> STATED EXERCISE
In the listing, locate the line containing "[pin] camel ear", then quote it and all following lines exactly. Omit pictures.

^^^^^^^^

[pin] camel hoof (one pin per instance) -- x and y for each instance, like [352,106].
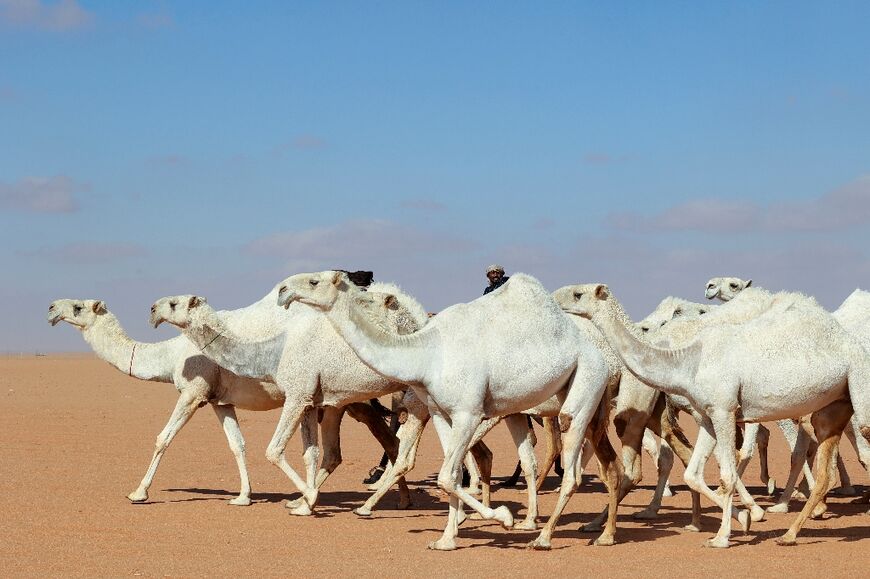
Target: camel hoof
[138,497]
[716,543]
[647,514]
[504,516]
[820,510]
[301,510]
[443,545]
[745,520]
[294,503]
[526,525]
[592,527]
[778,508]
[756,513]
[540,544]
[848,491]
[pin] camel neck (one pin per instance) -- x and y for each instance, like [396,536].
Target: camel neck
[399,358]
[667,370]
[230,349]
[146,361]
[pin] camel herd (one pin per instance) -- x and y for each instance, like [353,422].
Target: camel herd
[317,345]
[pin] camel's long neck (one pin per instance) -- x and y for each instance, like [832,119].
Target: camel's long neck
[671,371]
[146,361]
[245,357]
[400,358]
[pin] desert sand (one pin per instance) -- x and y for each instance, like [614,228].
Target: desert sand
[77,436]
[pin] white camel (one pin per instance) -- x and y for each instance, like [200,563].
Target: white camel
[496,356]
[789,359]
[198,380]
[307,360]
[854,315]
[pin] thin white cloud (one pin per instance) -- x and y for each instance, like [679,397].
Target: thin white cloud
[60,16]
[847,206]
[87,253]
[40,195]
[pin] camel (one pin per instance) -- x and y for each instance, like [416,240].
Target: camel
[727,371]
[198,380]
[310,364]
[853,314]
[495,356]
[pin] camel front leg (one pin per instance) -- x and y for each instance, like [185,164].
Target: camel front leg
[828,424]
[409,439]
[291,416]
[184,409]
[366,414]
[227,417]
[456,438]
[553,440]
[522,437]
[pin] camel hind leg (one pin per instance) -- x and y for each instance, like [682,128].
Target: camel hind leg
[828,424]
[227,417]
[185,407]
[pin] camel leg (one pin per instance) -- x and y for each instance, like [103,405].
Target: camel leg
[585,400]
[366,414]
[747,449]
[724,427]
[457,438]
[553,439]
[483,458]
[227,417]
[799,439]
[828,424]
[291,415]
[763,442]
[184,409]
[521,434]
[695,478]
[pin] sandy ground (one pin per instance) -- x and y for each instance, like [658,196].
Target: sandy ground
[77,436]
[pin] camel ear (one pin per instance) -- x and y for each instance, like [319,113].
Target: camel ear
[391,302]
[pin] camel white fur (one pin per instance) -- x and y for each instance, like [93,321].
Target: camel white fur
[199,381]
[496,356]
[302,354]
[789,359]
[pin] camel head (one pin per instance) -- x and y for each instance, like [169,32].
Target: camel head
[176,310]
[319,290]
[80,313]
[671,308]
[584,300]
[387,311]
[725,288]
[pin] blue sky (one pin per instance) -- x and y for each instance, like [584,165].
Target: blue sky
[155,148]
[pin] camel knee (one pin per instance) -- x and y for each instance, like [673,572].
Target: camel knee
[274,455]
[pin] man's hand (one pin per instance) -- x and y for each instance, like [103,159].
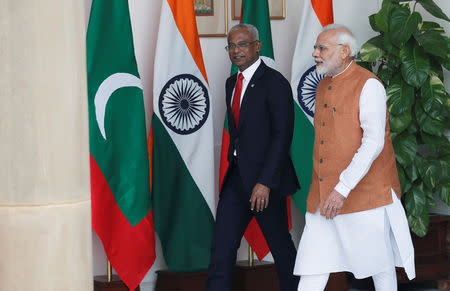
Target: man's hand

^^^^^^^^

> PROBLEM SOLUTION
[pin] camel ear (one pin per instance) -- x and y for each instance, like [319,113].
Target: camel ear
[391,302]
[pin] camel white fur (one pin per instance) -- x and y for each instance, like [93,321].
Target: camel white fur
[199,381]
[496,356]
[302,354]
[789,359]
[pin] camel head (one pin per instance) -- x and y for each instance, like [169,32].
Target: camel head
[176,310]
[319,290]
[80,313]
[671,308]
[584,300]
[387,311]
[725,288]
[pin] blue sky (one pin per instance) -- x and y for each instance, like [584,165].
Target: blue sky
[155,148]
[pin] camel knee (one pin per instance) -- x and y for each instance, like [673,572].
Target: camel knee
[274,455]
[pin] man's hand (one pin per instance) -- x and y for each instance, like [103,159].
Target: man's hand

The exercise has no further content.